--- Reading text ---
— BEGIN —
# Troy-Bilt TB320BV Leaf Blower



## hmsmsw1943 (Oct 25, 2009)

I bought this leaf blower which has a 31cc, 2-cycle engine. It has only about 20 hours of useage and stopped working. I have been very diligent about using only fresh gas and the proper 3.2 oz. oil to 1 gal. gas mixture. The repair shop said I must have used straight gas without oil because the top of the piston is burned. As this was not the case, does anyone have any idea how the piston would have burned?


----------



## rick-l (Sep 16, 2009)

Ran too lean a mixture? 

Did it have any issues or did you adjust the H screw?


----------



## hmsmsw1943 (Oct 25, 2009)
— END —
--- Dataset ---
— BEGIN —
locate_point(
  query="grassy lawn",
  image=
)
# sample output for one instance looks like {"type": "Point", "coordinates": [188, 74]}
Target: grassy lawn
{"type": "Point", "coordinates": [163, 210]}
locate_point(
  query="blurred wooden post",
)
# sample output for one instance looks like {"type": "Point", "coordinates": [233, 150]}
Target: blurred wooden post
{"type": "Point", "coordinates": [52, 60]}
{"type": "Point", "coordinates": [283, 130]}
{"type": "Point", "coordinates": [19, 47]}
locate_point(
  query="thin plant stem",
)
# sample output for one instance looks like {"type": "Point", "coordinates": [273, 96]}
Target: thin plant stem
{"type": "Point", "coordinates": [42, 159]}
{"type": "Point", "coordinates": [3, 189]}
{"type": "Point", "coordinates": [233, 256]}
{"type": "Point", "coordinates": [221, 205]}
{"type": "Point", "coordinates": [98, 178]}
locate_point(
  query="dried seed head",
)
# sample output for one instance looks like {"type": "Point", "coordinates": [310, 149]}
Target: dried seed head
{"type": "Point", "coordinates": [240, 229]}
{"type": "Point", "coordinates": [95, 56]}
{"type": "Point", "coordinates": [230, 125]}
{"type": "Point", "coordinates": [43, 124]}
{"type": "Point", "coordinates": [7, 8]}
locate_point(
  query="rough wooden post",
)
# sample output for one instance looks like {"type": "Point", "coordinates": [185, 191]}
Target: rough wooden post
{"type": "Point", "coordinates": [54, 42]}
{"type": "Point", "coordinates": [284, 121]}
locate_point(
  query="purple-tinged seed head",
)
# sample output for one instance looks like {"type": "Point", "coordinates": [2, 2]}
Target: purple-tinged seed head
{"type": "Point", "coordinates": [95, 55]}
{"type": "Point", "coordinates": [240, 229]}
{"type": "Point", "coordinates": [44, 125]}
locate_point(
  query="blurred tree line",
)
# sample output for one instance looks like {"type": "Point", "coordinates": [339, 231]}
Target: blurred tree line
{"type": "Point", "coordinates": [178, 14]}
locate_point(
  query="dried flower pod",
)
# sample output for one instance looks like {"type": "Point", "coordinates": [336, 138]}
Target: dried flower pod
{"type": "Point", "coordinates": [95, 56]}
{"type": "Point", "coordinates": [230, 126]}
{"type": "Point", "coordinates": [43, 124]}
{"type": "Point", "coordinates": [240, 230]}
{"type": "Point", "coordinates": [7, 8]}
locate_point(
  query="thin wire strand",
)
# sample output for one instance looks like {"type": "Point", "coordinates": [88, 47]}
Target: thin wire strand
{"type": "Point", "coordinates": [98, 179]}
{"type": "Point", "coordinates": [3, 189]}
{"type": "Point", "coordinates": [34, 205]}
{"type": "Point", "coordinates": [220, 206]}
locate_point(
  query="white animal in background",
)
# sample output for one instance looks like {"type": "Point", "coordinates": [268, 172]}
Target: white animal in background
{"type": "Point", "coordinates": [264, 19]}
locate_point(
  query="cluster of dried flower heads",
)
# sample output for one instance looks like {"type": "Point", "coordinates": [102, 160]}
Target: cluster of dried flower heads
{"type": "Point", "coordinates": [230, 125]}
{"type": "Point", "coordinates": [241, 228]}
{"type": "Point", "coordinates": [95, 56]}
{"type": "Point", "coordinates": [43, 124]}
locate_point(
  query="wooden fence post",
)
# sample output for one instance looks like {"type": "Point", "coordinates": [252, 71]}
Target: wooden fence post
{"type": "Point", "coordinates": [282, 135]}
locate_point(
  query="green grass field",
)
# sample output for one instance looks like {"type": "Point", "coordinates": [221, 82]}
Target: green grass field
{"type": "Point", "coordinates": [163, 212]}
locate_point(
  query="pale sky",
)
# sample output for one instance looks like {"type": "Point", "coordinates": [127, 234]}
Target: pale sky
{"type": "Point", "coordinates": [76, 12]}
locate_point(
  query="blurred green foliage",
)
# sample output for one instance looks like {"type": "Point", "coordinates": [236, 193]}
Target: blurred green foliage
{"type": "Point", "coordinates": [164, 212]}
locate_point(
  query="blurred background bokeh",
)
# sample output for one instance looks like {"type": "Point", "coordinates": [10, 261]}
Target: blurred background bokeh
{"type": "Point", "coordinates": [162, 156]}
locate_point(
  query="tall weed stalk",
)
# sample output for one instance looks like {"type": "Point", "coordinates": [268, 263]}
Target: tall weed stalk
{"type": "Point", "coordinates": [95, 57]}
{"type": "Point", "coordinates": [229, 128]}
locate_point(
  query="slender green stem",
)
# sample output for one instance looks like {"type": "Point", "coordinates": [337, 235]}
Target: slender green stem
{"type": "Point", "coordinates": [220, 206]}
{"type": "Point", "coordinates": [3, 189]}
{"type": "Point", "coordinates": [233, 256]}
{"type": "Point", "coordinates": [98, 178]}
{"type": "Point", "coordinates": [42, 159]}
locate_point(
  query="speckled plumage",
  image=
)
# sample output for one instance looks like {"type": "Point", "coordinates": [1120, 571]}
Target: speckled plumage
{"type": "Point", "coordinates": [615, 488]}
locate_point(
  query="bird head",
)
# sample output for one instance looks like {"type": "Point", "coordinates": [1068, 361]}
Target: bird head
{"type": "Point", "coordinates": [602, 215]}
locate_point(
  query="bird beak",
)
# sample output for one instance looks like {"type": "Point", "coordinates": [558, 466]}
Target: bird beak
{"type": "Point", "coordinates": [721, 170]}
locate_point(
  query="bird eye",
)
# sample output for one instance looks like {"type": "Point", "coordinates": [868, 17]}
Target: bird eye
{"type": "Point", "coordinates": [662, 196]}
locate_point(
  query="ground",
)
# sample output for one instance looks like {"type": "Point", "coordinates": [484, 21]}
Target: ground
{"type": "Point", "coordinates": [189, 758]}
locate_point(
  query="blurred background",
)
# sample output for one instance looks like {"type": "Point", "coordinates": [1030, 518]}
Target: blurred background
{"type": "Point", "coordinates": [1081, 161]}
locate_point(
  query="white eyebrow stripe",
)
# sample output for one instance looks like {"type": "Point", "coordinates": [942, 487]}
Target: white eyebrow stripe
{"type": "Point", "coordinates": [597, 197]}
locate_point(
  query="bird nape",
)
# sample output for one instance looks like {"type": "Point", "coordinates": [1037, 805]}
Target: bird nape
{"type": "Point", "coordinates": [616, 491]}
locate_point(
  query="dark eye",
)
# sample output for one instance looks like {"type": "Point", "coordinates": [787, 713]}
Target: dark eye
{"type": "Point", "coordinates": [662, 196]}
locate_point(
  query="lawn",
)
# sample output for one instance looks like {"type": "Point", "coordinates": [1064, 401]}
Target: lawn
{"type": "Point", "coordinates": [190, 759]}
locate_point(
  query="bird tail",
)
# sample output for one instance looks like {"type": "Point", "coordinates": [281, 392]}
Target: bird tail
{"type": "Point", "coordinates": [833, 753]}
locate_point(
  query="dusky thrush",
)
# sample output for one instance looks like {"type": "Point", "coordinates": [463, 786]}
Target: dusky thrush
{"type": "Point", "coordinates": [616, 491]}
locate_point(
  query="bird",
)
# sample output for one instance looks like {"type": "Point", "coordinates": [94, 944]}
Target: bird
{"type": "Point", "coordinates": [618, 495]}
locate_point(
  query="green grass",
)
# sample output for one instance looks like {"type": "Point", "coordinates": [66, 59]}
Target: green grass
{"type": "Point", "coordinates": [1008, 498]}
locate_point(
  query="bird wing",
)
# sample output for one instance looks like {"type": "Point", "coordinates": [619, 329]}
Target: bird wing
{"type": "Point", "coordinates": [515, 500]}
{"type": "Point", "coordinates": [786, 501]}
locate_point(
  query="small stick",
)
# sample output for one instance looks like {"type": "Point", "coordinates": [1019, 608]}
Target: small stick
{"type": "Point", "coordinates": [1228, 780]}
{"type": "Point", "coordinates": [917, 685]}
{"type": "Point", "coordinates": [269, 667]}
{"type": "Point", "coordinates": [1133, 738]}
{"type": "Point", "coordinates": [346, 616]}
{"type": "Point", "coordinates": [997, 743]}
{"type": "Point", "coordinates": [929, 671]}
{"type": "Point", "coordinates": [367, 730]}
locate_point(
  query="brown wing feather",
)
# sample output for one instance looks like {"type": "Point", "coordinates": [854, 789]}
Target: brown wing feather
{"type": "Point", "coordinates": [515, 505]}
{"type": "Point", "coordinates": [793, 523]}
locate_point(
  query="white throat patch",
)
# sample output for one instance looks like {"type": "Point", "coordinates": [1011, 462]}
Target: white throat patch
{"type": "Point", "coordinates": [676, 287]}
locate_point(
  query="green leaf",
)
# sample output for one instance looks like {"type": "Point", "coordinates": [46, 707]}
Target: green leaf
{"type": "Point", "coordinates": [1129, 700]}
— END —
--- What to work on ---
(a) In the leaf blower thread, what gas-and-oil mixture does the owner say they used?
(b) Please copy the part of the leaf blower thread starting at "I bought this" and ending at "the H screw?".
(c) In one to three sentences, explain why the repair shop in the leaf blower thread concluded that the owner had run straight gas without oil.

--- Responses per task ---
(a) 3.2 oz. of oil to 1 gal. of fresh gas.

(b)
I bought this leaf blower which has a 31cc, 2-cycle engine. It has only about 20 hours of useage and stopped working. I have been very diligent about using only fresh gas and the proper 3.2 oz. oil to 1 gal. gas mixture. The repair shop said I must have used straight gas without oil because the top of the piston is burned. As this was not the case, does anyone have any idea how the piston would have burned?


----------



## rick-l (Sep 16, 2009)

Ran too lean a mixture? 

Did it have any issues or did you adjust the H screw?

(c) The shop concluded this because the top of the piston is burned. The owner disputes it, saying only fresh gas mixed with the proper 3.2 oz. of oil per gallon was used.